** The input **
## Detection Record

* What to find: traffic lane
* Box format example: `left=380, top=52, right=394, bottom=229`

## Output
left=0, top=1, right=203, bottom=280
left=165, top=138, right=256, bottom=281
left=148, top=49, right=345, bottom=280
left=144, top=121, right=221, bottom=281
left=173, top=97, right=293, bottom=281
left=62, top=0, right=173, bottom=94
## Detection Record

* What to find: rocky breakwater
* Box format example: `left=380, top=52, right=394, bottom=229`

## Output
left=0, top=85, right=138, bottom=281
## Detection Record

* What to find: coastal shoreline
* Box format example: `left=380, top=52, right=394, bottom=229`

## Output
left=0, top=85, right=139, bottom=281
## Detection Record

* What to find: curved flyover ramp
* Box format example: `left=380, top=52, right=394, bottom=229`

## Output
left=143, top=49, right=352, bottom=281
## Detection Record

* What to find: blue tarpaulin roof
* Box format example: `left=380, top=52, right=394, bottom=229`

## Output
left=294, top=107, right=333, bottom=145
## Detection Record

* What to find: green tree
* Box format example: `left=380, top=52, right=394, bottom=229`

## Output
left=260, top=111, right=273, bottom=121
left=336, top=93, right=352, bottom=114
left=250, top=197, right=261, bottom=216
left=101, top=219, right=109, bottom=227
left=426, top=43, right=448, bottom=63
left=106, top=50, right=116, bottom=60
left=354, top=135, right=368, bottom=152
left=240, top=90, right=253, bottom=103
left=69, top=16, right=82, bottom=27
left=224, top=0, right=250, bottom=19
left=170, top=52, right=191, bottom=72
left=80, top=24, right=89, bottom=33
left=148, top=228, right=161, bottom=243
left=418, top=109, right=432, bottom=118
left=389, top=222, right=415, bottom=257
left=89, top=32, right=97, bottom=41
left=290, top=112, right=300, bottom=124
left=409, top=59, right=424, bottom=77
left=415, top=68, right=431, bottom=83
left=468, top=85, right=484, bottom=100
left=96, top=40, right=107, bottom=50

** Task **
Copy out all of the entries above again, putting "Target" in place of each "What to find" and leaving everything else as it is.

** Expected answer **
## Detection Record

* Target: traffic lane
* Box format example: `left=380, top=52, right=394, bottom=229`

## Output
left=0, top=1, right=203, bottom=280
left=165, top=138, right=256, bottom=281
left=148, top=49, right=345, bottom=280
left=144, top=121, right=221, bottom=281
left=173, top=97, right=293, bottom=281
left=62, top=0, right=173, bottom=94
## Detection Record

* Target: rocky breakwater
* Box format example: `left=380, top=52, right=394, bottom=229`

## Output
left=0, top=85, right=138, bottom=281
## Detection Record

* Target: coastal shoreline
* Box format example: `left=380, top=52, right=394, bottom=229`

## Output
left=0, top=85, right=139, bottom=281
## Detection Record

* Target: curved flyover ramp
* Box format example: `left=380, top=52, right=394, bottom=229`

## Output
left=143, top=49, right=352, bottom=281
## Detection Record

* Target: blue tarpaulin roof
* Box format example: `left=380, top=52, right=394, bottom=229`

## Output
left=294, top=107, right=333, bottom=145
## Detection Record

* Target: green tree
* Box format example: `left=380, top=52, right=394, bottom=229`

## Output
left=260, top=111, right=273, bottom=121
left=336, top=93, right=352, bottom=114
left=250, top=197, right=261, bottom=216
left=101, top=219, right=109, bottom=227
left=426, top=43, right=448, bottom=63
left=106, top=50, right=116, bottom=60
left=354, top=135, right=368, bottom=152
left=240, top=90, right=253, bottom=103
left=69, top=16, right=82, bottom=27
left=224, top=0, right=250, bottom=19
left=170, top=52, right=191, bottom=72
left=80, top=24, right=89, bottom=33
left=148, top=228, right=161, bottom=243
left=418, top=109, right=432, bottom=118
left=389, top=222, right=415, bottom=257
left=89, top=32, right=97, bottom=41
left=290, top=112, right=300, bottom=124
left=409, top=59, right=424, bottom=77
left=415, top=68, right=431, bottom=83
left=468, top=85, right=484, bottom=100
left=96, top=40, right=107, bottom=50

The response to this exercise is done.